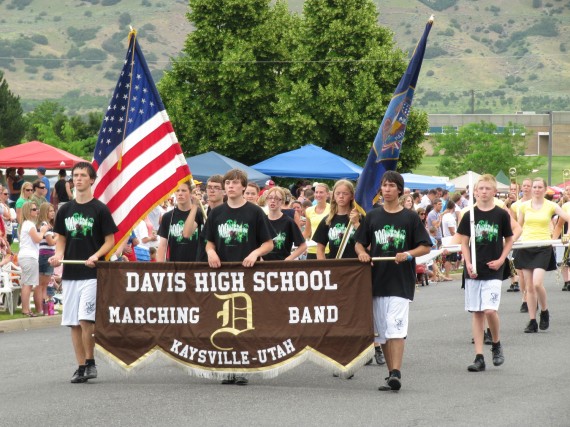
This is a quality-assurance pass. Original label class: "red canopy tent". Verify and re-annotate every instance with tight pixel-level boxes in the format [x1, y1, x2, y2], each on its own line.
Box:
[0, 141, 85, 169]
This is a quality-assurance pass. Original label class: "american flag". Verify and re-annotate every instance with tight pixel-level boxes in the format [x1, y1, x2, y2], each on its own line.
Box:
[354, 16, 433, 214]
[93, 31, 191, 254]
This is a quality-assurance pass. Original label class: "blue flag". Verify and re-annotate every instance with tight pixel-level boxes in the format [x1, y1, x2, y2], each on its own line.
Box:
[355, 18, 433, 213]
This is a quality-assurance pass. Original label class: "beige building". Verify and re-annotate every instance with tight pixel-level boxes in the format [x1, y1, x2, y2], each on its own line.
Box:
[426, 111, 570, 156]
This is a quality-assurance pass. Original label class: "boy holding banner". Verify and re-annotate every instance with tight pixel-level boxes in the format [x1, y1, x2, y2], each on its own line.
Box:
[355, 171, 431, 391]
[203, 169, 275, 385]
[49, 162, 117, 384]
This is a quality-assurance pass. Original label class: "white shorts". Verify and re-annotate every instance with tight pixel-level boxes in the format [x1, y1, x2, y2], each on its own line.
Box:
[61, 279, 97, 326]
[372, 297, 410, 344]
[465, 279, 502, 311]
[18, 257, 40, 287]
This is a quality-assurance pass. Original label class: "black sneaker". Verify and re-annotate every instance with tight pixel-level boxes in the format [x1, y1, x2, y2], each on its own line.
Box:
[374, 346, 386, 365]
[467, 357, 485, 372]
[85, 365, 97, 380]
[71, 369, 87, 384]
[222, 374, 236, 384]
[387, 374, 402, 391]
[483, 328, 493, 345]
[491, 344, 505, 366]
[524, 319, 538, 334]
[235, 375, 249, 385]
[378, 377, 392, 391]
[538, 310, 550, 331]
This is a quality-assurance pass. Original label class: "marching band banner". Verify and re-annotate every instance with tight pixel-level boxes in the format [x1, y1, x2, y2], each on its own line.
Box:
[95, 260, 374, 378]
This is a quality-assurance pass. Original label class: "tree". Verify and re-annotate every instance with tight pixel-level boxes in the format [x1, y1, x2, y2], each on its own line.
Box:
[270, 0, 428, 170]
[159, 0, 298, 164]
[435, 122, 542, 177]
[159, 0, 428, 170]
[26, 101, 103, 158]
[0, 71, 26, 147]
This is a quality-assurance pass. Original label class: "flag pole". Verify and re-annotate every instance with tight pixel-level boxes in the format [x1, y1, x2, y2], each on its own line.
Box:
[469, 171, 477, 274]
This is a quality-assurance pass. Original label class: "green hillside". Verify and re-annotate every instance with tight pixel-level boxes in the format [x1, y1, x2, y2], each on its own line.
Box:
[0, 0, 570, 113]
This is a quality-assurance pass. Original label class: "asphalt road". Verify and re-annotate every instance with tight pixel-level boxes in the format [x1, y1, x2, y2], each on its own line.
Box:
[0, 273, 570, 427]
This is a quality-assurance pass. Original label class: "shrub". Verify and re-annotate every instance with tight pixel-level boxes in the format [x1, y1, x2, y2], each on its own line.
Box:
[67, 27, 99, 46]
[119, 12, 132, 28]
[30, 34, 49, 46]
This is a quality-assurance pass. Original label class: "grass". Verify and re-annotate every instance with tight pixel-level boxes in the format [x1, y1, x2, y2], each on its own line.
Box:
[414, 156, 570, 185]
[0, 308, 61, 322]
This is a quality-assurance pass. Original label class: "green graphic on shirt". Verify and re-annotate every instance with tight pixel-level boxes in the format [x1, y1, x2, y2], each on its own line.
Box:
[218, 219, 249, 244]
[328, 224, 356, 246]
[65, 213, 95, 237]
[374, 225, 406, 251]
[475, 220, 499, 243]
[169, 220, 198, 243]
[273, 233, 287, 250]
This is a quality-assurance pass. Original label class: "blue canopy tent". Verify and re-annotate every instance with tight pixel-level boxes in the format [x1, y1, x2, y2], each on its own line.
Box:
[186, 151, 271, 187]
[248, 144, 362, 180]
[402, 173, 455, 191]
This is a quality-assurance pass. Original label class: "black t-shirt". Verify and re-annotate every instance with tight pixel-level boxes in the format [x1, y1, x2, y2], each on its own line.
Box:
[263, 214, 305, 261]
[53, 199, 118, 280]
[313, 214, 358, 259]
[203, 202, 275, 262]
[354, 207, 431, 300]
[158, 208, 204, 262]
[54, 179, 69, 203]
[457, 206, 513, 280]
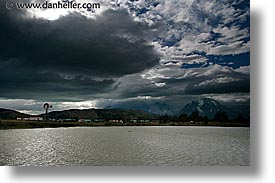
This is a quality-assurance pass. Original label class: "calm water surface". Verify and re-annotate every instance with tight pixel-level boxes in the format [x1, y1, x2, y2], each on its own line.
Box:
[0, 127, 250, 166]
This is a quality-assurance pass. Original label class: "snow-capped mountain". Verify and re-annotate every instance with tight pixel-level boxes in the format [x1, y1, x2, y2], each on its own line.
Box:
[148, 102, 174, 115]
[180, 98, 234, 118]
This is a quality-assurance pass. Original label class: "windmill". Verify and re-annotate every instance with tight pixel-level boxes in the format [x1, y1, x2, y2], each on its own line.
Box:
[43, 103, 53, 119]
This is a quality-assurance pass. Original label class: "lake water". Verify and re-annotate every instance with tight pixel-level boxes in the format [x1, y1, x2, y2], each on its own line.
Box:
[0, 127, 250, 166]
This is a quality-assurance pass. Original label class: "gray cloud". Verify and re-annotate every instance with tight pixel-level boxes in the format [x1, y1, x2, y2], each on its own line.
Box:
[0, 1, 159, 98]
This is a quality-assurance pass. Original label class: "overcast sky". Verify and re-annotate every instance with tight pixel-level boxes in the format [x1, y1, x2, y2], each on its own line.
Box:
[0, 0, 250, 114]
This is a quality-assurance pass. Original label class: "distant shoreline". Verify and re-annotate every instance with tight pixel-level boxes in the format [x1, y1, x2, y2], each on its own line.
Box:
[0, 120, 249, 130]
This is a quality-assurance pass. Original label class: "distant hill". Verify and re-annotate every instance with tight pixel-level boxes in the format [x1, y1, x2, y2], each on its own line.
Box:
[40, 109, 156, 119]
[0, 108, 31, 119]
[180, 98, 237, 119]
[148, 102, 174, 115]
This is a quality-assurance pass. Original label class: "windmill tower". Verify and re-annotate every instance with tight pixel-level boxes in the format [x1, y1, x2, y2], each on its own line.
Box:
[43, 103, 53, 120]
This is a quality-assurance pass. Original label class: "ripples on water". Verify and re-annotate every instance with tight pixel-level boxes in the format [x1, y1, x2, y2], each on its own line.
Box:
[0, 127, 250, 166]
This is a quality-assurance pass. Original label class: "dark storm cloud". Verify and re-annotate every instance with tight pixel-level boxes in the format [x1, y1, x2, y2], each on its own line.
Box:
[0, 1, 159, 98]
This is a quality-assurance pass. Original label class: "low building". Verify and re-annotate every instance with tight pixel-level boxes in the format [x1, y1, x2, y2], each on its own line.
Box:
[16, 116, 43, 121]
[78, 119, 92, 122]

▶ _Work to do_
Render everything from the start of the lines down to and including the line containing "[93, 31, 191, 254]" as a JSON list of strings, one string per line, with blank lines omitted. Leave the pictures out.

▶ _Exercise solution_
[
  "This is a quality-assurance pass. Original label class: \"red canopy tent\". Verify and re-annotate every instance with tight pixel-level boxes in the format [x1, y1, x2, y2], each on its own line.",
  "Box:",
  "[0, 141, 85, 169]",
  "This is a quality-assurance pass. Original label class: \"american flag\". Verify and re-annotate every instance with tight pixel-level boxes in the format [x1, y1, x2, y2], each on its own line.",
  "Box:",
  "[354, 16, 433, 214]",
  "[93, 31, 191, 254]"
]